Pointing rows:

· · · ·

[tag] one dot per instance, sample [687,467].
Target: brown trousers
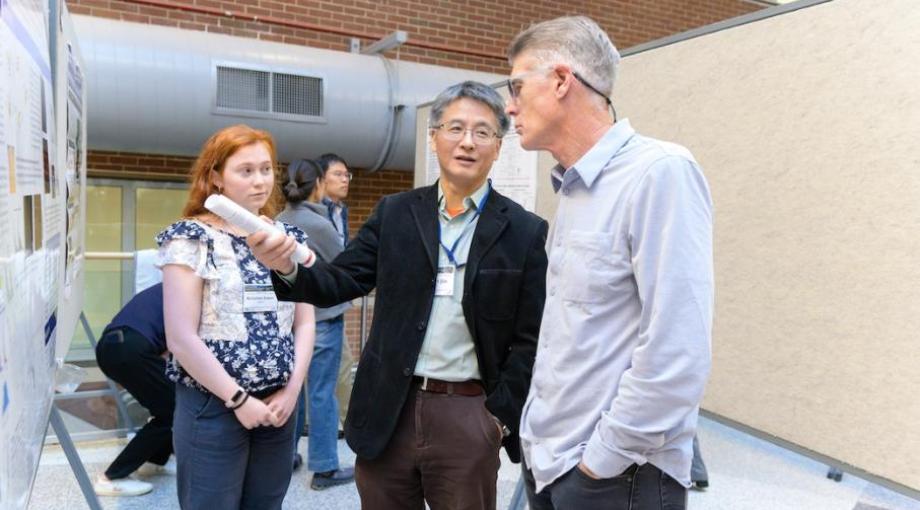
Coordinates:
[444,451]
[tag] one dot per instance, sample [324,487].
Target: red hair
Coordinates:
[214,155]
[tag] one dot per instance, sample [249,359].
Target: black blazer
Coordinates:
[396,252]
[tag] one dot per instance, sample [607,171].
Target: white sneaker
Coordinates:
[150,469]
[121,487]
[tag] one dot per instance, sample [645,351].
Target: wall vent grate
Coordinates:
[272,94]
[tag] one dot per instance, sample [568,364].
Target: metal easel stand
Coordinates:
[86,486]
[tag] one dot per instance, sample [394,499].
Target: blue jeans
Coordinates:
[220,464]
[322,453]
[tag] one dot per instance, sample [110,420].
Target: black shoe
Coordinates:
[298,461]
[328,479]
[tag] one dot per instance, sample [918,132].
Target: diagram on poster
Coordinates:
[35,237]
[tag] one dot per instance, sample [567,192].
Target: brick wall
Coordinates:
[470,34]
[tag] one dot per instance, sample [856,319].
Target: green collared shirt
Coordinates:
[447,351]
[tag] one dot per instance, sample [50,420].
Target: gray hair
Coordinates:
[573,40]
[475,91]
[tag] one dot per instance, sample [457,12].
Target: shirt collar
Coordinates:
[470,202]
[593,162]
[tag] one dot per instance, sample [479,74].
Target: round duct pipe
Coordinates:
[163,90]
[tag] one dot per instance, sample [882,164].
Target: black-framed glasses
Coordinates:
[482,135]
[340,175]
[514,85]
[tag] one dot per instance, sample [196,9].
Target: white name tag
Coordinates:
[259,298]
[444,285]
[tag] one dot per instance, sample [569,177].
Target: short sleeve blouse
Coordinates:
[255,348]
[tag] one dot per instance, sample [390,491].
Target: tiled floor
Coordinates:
[744,473]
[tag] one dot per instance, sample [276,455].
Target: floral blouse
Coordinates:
[255,348]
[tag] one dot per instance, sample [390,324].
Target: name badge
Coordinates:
[259,298]
[444,285]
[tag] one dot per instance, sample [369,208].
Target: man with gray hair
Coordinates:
[460,273]
[624,351]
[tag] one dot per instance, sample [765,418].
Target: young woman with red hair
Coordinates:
[238,356]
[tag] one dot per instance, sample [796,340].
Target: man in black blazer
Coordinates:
[460,276]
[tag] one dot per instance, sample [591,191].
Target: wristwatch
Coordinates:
[505,430]
[237,399]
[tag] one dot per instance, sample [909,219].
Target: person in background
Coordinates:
[238,356]
[337,178]
[303,185]
[625,340]
[131,352]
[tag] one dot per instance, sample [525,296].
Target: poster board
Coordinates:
[38,304]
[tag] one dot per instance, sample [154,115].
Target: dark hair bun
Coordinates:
[300,180]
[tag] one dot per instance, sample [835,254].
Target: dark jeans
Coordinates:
[638,488]
[444,451]
[221,464]
[129,359]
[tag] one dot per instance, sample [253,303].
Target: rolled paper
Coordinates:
[239,217]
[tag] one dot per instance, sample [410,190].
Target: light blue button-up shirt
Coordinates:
[624,350]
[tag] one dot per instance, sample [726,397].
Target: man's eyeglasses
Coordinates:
[514,87]
[341,175]
[515,83]
[455,132]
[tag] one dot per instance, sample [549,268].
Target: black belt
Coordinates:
[469,388]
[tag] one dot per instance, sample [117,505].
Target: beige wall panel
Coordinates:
[808,128]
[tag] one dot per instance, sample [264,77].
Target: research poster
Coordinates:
[32,243]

· · · ·

PROBLEM TO WORK ON: Extract every line from all of the rows above, unchanged, and leave the picture out of your answer.

EXERCISE SOLUTION:
[tag] one dot per instance, sample [687,467].
Target: brown trousers
Coordinates:
[444,451]
[tag] one dot per instance, sample [324,487].
Target: red hair
Coordinates:
[214,155]
[tag] one dot per instance, sample [249,359].
Target: black blazer
Coordinates:
[396,252]
[tag] one dot per instance, sample [607,171].
Target: white sneaker
Coordinates:
[150,469]
[121,487]
[tag] one dot per instance, sample [645,351].
Target: wall vent grate
Coordinates:
[272,94]
[tag] one dot per instance, sample [568,364].
Target: metal easel stand
Coordinates:
[86,486]
[tag] one dot per instance, sample [394,499].
Target: blue jeans
Coordinates:
[220,464]
[322,453]
[tag] one dot per instance, sample [110,420].
Target: black shoe
Coordinates:
[298,461]
[328,479]
[tag] one dot per instance, sample [918,132].
Target: diagram on poster
Coordinates:
[35,237]
[tag] one dot per instance, sample [567,192].
Target: brick wall
Coordinates:
[470,34]
[tag] one dot per instance, sample [856,319].
Target: green collared shirt
Coordinates:
[447,351]
[tag] one dot per instance, sample [50,420].
Target: gray hair
Coordinates:
[573,40]
[475,91]
[tag] one dot per instance, sample [457,12].
Target: shirt collar
Coordinates:
[470,202]
[593,162]
[tag] one dot per instance, sample [479,74].
Target: round duct pipe
Coordinates:
[163,90]
[tag] one dot per instance, sample [882,164].
Target: black-framed glasses
Coordinates:
[482,135]
[340,175]
[514,85]
[tag] one dot per instance, sample [196,9].
Target: white name tag
Coordinates:
[259,298]
[444,285]
[tag] one dot per instance, sample [569,177].
Target: short sleeve blouse
Coordinates:
[255,348]
[tag] one dot per instance, sample [390,491].
Target: tiled floor
Coordinates:
[744,473]
[tag] one dot per instance, sample [276,455].
Target: floral blouse
Coordinates:
[255,348]
[tag] one dot per instance, sample [390,324].
Target: name badge
Coordinates:
[259,298]
[444,285]
[tag] one dot per instance, sample [369,208].
Target: man with gray hair
Coordinates:
[460,273]
[624,351]
[tag] one dot per instance, sample [765,418].
Target: young woman with red hair
Coordinates:
[238,356]
[tag] one dot per instance, sample [796,340].
Target: man in black blazer
Coordinates:
[460,276]
[tag] one dot per instance, sample [591,191].
Target: wristwatch
Coordinates:
[505,430]
[237,399]
[tag] one dot per instance, sample [909,219].
Target: person in background
Coordinates:
[238,356]
[337,178]
[303,185]
[625,340]
[131,352]
[tag] one dot per instance, sample [525,296].
Target: poster board
Coordinates:
[38,304]
[tag] one dot per instance, sample [154,115].
Target: dark hair bun
Coordinates:
[300,180]
[tag] one dot per instance, sample [835,254].
Target: dark jeans
Coordinates:
[638,488]
[444,451]
[221,464]
[129,359]
[tag] one dot per instance, sample [253,303].
Target: rolled paper
Coordinates:
[239,217]
[tag] one dot per instance, sample [410,190].
Target: light blue button-up shirt
Coordinates:
[624,350]
[tag] one dot per instance, sample [726,397].
Target: man's eyeglasses
Coordinates:
[514,87]
[341,175]
[515,83]
[455,132]
[tag] one dot per instance, sample [549,268].
Target: black belt
Coordinates:
[469,388]
[tag] one dot per instance, sample [117,505].
Target: beige wall panel
Coordinates:
[808,128]
[tag] one dot per instance, sample [264,77].
Target: research poster
Coordinates:
[32,243]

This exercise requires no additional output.